SUPPLIED PASSAGE:
# # # #

So, if attempting to shift this marginalizing restaurant structure is not food justice, I do not know what is. Sure, it may not seem as impactful as, let's say, building a community garden within a food desert. Yet, I would argue that it is impossible to achieve a more sustainable food system without first addressing the inequalities existing in the structure of the food service industry that fail to give power to particularly female minority communities.

So, over the next 20 minutes or so, we're going to explore this together through talking to some local stakeholders and female restaurant owners around the city. First, I talked to Heather Jamerson and Diane Terrell from 275 Food Project over a cup of coffee in order to a truly deep dive into learning more about food, entrepreneurship and restaurant leadership, I needed to talk to some of the leaders and shifting the restaurant structures in Memphis. Heather has a background in sociology and economics, while Diane has a background in more of the social work side of things. 275 Food Project really does address almost every aspect of food justice in some capacity through its various programs, but specifically they have a Food Fellows program that pairs people of color, particularly women of color, with the resources necessary to attain higher success in the food industry. Their latest product has been helping Chef Jess Hewlette, who we'll hear from next, begin a restaurant in Soulsville under the 275 Food Project brand Eat Radical. This one in particular will be called Radical Tacos and is a branch of their radical restaurant concept that serves local food in order to boost the local food economy.

In addition to this Food Fellows program, they also work with local restaurants and head chefs in diversifying their restaurant spaces and ensuring that women and people of color have the opportunity to move up within restaurant positions. I first asked Heather and Diane to speak a little bit more as to why 275 Food Project began and how it works to shift this restaurant structure.

So here's a little bit from our conversation about women in the food industry that can give you a little bit more context as to the whole situation. This is what Heather has to say about it.

Heather: I had come from a foundation that had done quite a bit of macro level research about the food industry in Memphis and really saw that, first of all, we don't grow a lot of food around Memphis and we don't have a lot of infrastructure to support our chefs or food professionals who may be outside that mainstream. And so, if you are quite well-connected, there's access to capital. And if you're not, then it's really, really difficult to break into the food industry, whether you're a farmer, whether you are in logistics and distribution, or whether you're a restaurateur or a chef or line cook or anything like that. And so we've gathered a lot of data at that macro-level and then basically sketched out, once I left the foundation, along with Diane's experiences and her work,  you know, how the two of us collectively come together and build an organization to fill some of those gaps that we have observed from our different vantage points.

And here is what Diane has to say about women and people of color in the industry.

Diane: I would say, and you alluded to this, women and people of color lack mentors in the industry. And the industry is very relational so to move up it requires that someone at or near the top reaches down to bring you up and what we’ve noticed is that in a white male dominated industry, the people who are these “chosen ones” are also white males. And so what we’ve encountered as we’ve brought people into the program is a real lack of awareness on a broad scale of some of the skills, information, and knowledge required to move up because they haven't received a lot of those opportunities to learn and grow.

# # # #

EXTRACTED ENTRIES:
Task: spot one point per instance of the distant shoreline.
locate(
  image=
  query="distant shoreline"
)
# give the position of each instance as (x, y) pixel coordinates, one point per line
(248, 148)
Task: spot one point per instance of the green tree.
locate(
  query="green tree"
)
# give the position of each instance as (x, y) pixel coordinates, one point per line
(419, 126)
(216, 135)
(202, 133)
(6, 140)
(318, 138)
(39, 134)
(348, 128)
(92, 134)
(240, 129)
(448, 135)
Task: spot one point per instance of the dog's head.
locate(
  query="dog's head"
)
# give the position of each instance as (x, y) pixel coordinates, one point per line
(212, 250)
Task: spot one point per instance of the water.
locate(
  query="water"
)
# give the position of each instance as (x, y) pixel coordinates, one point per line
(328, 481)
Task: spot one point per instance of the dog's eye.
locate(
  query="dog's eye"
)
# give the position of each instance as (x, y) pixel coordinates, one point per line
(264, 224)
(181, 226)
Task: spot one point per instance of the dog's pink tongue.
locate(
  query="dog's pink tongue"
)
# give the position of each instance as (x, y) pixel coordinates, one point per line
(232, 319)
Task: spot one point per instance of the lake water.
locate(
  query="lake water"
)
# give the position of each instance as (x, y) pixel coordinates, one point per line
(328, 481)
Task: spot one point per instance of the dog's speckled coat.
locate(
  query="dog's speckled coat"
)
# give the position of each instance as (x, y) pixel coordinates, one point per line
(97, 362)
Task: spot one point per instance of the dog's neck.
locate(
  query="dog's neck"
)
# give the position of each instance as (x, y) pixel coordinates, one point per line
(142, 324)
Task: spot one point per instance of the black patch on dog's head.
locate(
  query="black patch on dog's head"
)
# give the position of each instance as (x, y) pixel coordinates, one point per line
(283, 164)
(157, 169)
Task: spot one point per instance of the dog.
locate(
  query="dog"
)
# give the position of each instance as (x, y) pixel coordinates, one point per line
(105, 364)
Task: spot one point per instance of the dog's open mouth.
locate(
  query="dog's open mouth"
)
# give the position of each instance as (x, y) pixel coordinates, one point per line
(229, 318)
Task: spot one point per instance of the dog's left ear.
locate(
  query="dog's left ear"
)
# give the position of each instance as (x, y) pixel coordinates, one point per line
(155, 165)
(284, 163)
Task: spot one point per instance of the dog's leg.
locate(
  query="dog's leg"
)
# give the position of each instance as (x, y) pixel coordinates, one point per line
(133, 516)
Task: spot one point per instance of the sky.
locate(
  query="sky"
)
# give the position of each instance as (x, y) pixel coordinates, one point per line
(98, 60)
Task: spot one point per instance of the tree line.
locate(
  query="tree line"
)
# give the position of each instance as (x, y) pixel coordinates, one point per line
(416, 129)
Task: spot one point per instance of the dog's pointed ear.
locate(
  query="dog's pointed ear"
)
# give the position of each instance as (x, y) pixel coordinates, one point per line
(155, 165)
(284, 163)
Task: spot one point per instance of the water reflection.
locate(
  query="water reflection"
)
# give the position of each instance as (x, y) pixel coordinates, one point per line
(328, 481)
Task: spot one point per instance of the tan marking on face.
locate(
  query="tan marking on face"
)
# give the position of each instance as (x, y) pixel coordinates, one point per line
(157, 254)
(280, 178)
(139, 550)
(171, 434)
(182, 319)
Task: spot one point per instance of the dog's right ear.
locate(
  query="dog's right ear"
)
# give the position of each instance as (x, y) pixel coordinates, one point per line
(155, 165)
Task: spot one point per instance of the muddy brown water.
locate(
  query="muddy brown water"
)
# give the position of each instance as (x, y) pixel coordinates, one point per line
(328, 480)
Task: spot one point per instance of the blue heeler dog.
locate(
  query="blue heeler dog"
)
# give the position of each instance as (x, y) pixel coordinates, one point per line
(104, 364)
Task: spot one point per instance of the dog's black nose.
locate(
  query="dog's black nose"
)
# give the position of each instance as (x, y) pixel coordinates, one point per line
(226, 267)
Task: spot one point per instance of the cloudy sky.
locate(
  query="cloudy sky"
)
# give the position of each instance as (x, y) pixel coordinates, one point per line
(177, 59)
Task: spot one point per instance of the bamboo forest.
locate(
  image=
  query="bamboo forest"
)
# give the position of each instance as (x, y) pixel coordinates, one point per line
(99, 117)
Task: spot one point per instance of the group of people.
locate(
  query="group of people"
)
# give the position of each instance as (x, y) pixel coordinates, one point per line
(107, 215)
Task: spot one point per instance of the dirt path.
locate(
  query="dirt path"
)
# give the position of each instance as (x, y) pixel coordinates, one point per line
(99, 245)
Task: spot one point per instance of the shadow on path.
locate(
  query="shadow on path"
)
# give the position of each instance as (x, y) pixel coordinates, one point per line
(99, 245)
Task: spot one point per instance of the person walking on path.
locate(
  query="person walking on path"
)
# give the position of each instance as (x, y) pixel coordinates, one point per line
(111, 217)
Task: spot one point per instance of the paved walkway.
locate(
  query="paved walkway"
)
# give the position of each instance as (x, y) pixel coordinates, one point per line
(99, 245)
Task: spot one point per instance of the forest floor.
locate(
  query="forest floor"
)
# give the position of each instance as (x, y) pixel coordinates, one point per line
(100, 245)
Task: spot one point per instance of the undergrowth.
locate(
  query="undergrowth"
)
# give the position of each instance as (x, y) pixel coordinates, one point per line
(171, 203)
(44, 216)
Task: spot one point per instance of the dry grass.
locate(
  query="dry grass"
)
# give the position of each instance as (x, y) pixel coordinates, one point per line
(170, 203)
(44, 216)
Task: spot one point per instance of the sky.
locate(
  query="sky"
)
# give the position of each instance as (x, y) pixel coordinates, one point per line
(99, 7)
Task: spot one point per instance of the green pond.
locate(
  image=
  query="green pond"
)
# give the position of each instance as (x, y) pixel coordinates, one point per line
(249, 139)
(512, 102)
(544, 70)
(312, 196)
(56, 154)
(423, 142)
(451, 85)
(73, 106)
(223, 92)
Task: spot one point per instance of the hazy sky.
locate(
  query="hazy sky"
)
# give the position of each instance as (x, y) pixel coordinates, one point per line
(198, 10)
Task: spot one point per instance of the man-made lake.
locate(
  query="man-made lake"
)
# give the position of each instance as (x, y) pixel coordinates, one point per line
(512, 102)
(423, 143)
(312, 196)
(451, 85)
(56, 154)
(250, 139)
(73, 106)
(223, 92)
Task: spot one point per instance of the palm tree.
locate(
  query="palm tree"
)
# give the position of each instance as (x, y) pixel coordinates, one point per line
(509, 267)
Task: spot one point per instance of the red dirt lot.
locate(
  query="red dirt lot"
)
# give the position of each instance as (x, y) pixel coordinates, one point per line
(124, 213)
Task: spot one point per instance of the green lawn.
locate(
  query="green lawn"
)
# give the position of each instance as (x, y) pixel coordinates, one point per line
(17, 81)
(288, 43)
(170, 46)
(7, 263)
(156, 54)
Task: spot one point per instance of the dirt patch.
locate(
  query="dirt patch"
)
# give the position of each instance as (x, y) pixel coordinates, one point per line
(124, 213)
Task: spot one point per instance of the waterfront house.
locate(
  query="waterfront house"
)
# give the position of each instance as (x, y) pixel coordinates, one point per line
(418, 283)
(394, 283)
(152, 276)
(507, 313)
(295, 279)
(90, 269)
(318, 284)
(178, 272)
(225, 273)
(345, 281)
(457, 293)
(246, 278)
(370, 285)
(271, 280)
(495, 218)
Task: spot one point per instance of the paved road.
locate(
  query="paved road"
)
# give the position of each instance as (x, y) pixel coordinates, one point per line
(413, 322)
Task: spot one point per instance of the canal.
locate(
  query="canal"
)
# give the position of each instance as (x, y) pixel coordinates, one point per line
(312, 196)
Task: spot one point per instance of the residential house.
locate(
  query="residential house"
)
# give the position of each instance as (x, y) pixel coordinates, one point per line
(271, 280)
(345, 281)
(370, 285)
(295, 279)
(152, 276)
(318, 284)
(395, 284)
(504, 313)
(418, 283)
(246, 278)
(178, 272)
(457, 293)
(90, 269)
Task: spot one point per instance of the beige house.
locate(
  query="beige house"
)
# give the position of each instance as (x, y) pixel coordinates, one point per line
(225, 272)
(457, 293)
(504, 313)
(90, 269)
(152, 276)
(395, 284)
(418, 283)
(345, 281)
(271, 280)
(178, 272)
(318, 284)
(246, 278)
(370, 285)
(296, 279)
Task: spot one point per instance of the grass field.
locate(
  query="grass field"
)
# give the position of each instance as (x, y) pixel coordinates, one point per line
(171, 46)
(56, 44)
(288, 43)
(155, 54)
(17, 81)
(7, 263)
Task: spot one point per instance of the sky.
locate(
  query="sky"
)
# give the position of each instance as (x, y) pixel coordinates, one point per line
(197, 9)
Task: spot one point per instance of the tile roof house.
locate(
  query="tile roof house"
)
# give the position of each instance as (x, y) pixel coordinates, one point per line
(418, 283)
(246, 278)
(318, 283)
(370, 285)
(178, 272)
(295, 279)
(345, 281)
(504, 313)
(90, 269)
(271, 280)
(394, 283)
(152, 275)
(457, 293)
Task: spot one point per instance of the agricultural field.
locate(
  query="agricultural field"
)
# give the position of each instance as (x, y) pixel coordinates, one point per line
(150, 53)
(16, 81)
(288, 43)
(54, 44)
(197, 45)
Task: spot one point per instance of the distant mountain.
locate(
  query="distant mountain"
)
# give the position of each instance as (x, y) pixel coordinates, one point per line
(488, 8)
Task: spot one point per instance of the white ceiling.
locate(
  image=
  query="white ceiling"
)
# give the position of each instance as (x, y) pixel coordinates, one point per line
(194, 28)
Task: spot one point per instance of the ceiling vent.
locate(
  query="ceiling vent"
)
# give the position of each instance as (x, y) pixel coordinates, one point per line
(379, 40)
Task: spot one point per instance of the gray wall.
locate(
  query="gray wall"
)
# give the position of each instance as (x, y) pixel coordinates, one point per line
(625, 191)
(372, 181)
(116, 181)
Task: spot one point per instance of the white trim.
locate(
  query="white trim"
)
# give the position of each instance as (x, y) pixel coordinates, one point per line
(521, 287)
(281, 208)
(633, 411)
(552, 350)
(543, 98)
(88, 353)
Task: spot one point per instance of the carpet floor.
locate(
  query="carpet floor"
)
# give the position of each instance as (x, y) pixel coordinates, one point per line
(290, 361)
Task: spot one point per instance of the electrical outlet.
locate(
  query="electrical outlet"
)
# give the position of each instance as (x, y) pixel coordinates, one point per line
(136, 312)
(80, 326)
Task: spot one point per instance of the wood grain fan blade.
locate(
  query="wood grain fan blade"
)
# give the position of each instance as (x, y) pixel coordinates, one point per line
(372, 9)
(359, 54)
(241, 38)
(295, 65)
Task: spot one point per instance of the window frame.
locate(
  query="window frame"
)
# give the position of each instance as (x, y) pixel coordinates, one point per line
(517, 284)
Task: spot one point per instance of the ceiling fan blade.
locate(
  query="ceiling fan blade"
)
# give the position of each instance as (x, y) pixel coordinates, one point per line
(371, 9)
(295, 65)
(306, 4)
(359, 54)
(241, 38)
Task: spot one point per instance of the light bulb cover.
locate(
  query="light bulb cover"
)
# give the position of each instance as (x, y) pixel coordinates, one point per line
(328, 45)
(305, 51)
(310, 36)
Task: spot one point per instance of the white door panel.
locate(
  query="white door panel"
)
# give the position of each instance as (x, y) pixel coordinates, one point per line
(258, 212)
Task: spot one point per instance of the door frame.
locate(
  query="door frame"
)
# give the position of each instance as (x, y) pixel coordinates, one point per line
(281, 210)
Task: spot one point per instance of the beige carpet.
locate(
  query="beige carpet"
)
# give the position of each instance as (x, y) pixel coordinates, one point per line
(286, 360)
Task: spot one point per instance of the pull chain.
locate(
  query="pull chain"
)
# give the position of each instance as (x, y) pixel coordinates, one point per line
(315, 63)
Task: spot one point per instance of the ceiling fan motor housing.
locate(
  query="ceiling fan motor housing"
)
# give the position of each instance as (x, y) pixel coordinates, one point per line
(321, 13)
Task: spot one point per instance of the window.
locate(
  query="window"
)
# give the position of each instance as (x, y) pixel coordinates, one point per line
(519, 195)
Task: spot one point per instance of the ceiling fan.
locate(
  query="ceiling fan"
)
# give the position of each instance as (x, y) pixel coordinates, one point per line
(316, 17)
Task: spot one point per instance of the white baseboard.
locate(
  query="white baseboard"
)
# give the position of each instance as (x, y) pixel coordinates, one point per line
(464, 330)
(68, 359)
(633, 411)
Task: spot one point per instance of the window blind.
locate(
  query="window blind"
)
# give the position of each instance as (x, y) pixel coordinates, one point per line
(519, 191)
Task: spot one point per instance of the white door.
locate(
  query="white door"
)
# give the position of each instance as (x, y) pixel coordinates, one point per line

# # # #

REQUIRED WORK:
1. Extract the passage of the food justice text from "In addition to" up to and including "this restaurant structure.", copying it word for word.
2. Continue the text on women in the Memphis restaurant industry from where it stops.

RESULTS OF THE TASKS:
1.
In addition to this Food Fellows program, they also work with local restaurants and head chefs in diversifying their restaurant spaces and ensuring that women and people of color have the opportunity to move up within restaurant positions. I first asked Heather and Diane to speak a little bit more as to why 275 Food Project began and how it works to shift this restaurant structure.

2.
Heather: This happens in every industry, I mean sociologically there’s tons of research on this. That social capital matters. So that’s the networks and the resources embedded in those networks. It’s who you know and what they can bring to you. And so if you look at a lot of the where people end up, it’s because of the personal relationship they have and the access to resources that person has for themAnd so my guess is that if you started asking people questions  I don't know this (but I know Felicia Suzanne and I haven't talked to her about this) someone in her life was that conduit to chef ownership. And likely there was a similar story for Chef Tam but maybe it was different. And so like what we know sociologically is that even from an early age in our occupations, we get sorted.

And so you can kind of see that within the training programs that are in place. Who goes to this culinary school and who goes to that culinary school and how does that set your trajectory into the future. And so when we first met with a local culinary school here and we heard their process of getting people into that next job, it was a trap basically that was really excluded from the top chefs or those farm to fork restaurants or any of those higher paid, upwardly mobile positions. So you’re getting a culinary degree but you’re automatically getting funneled into a certain direction. You will hear stories as you ask people to trace that relationship conduit that got them to where they are. And then, what were some of the barriers that kept them from going off in the other way?

Diane: You know, people may be thought of as the center of their families for their cooking, but that doesn’t mean that it’s an economic center of their families. Isn’t that interesting?

That's very interesting.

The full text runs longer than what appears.